Collected data entries:
☆ ☆ ☆

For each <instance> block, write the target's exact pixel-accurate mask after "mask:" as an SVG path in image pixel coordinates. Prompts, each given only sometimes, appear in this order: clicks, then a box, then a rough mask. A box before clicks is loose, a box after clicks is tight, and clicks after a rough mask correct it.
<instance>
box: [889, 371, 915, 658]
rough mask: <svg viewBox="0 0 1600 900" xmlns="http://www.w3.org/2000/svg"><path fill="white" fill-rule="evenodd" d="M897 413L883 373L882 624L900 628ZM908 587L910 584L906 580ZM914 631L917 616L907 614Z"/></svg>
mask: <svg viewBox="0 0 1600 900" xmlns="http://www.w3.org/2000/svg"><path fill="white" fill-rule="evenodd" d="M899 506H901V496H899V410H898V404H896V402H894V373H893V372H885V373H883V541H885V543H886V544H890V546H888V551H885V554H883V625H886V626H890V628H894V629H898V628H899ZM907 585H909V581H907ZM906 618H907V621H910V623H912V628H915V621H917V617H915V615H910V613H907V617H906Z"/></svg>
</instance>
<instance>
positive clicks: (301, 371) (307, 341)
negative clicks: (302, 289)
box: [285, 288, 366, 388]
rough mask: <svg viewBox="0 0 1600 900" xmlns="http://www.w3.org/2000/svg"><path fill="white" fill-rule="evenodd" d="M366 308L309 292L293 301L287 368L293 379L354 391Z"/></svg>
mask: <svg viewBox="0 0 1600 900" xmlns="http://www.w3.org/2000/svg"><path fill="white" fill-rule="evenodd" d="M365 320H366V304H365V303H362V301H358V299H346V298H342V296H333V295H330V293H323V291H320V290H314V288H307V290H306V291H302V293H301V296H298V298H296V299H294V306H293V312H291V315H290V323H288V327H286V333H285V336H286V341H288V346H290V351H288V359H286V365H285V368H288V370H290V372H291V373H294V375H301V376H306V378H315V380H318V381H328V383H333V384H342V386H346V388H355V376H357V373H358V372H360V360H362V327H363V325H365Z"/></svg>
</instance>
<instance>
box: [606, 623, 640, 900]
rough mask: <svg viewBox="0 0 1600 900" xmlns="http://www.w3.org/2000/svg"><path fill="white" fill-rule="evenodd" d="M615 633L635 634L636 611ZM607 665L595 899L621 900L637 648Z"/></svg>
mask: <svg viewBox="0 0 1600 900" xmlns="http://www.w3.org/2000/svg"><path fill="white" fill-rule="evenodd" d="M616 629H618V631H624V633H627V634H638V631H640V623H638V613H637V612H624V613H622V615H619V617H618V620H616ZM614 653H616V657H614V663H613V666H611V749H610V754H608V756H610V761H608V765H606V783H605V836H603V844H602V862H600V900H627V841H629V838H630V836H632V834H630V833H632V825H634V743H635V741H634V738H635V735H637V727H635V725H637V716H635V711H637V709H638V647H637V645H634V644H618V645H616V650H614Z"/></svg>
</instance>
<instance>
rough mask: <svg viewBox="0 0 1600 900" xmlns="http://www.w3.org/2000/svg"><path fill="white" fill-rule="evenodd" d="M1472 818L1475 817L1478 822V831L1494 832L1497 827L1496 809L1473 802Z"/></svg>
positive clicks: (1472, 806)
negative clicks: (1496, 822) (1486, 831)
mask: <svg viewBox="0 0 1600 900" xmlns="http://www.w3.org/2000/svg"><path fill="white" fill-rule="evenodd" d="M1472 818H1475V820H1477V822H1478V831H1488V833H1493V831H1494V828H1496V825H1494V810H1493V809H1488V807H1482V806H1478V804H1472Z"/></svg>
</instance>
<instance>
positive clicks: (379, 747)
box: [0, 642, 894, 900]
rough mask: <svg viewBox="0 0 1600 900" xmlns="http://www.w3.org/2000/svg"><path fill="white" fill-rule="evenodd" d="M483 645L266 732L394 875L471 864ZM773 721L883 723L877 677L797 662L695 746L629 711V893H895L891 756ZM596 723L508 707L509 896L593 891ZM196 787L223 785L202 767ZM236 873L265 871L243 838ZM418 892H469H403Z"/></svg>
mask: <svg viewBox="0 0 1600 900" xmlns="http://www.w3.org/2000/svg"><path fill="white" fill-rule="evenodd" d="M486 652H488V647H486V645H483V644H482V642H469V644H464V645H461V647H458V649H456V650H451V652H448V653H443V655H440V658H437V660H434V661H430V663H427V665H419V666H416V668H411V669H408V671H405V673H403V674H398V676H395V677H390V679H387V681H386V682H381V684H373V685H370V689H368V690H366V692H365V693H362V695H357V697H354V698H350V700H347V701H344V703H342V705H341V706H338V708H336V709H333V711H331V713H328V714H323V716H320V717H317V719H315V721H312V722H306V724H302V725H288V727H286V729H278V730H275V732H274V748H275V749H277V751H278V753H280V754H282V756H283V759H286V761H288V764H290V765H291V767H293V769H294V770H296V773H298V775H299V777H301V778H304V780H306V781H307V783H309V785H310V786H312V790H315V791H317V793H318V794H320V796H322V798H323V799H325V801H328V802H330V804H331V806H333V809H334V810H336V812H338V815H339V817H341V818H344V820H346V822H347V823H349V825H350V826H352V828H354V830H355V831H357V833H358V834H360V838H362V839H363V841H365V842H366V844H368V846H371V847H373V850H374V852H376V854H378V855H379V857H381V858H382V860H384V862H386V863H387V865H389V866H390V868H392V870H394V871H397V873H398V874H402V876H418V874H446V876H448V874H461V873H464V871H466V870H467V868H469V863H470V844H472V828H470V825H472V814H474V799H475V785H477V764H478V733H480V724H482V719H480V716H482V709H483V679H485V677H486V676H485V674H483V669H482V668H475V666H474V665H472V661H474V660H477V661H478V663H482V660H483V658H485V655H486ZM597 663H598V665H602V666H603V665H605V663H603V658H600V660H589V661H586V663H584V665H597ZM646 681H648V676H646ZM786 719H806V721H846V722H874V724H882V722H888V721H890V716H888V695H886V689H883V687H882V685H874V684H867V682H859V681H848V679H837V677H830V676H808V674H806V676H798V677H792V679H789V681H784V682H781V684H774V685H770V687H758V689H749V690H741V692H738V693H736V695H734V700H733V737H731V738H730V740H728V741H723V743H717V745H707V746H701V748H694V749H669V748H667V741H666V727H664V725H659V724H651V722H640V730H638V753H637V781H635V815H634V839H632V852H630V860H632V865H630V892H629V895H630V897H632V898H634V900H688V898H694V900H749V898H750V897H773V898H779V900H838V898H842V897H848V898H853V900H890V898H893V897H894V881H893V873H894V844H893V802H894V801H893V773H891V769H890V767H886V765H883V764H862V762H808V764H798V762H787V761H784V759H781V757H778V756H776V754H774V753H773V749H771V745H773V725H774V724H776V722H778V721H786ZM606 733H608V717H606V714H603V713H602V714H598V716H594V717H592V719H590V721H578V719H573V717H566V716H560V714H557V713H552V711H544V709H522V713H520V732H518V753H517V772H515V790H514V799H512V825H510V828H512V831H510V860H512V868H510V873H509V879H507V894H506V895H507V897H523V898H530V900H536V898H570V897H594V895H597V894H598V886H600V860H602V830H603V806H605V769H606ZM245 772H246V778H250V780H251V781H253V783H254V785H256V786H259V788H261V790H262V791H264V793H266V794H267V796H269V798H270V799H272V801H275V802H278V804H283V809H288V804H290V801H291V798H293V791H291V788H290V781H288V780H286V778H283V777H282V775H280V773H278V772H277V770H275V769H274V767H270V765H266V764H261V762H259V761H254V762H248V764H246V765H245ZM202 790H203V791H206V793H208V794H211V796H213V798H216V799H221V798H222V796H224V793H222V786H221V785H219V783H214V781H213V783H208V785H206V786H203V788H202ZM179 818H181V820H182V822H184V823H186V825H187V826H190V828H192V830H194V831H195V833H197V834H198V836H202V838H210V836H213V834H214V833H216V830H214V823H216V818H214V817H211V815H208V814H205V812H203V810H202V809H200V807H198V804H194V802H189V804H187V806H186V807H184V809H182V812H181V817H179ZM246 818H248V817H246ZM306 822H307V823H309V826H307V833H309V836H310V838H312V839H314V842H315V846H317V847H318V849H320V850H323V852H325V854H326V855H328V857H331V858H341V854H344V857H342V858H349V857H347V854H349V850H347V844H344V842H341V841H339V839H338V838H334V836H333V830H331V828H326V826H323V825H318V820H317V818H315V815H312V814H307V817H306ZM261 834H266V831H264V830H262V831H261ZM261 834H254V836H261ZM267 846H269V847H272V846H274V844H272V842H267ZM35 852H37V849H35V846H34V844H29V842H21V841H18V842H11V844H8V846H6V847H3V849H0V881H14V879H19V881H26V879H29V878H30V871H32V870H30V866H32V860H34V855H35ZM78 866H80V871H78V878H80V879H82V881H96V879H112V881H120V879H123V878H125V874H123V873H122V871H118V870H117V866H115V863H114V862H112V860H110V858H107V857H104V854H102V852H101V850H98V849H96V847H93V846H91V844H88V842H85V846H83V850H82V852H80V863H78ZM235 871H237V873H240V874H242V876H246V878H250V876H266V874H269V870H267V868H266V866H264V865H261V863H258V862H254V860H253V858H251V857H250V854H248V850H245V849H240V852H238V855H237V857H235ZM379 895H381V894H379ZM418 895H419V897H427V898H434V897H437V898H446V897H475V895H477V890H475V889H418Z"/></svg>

☆ ☆ ☆

**Task to complete**.
Could you reproduce, exactly, every line above from the line with "box: [606, 623, 640, 900]" to the line with "box: [0, 642, 894, 900]", and no other line? Both ends count.

**Written response**.
box: [606, 623, 640, 900]
rough mask: <svg viewBox="0 0 1600 900" xmlns="http://www.w3.org/2000/svg"><path fill="white" fill-rule="evenodd" d="M615 633L635 634L636 611ZM607 665L595 899L621 900L637 648Z"/></svg>
mask: <svg viewBox="0 0 1600 900" xmlns="http://www.w3.org/2000/svg"><path fill="white" fill-rule="evenodd" d="M616 629H618V631H624V633H627V634H638V631H640V623H638V613H637V612H624V613H622V615H619V617H618V620H616ZM614 653H616V657H614V663H613V666H611V749H610V754H608V756H610V761H608V765H606V783H605V836H603V844H602V862H600V900H627V841H629V838H630V836H632V834H630V833H632V825H634V743H635V741H634V738H635V735H637V727H635V725H637V716H635V711H637V709H638V647H637V645H634V644H618V645H616V650H614Z"/></svg>
</instance>
<instance>
rough mask: <svg viewBox="0 0 1600 900" xmlns="http://www.w3.org/2000/svg"><path fill="white" fill-rule="evenodd" d="M1472 818L1475 817L1478 822V831L1494 832L1497 827L1496 809L1473 802Z"/></svg>
positive clicks: (1472, 806)
negative clicks: (1496, 822) (1486, 831)
mask: <svg viewBox="0 0 1600 900" xmlns="http://www.w3.org/2000/svg"><path fill="white" fill-rule="evenodd" d="M1472 818H1475V820H1477V822H1478V831H1488V833H1493V831H1494V828H1496V825H1494V810H1493V809H1488V807H1482V806H1478V804H1472Z"/></svg>
</instance>
<instance>
positive clicks: (379, 747)
box: [0, 642, 894, 900]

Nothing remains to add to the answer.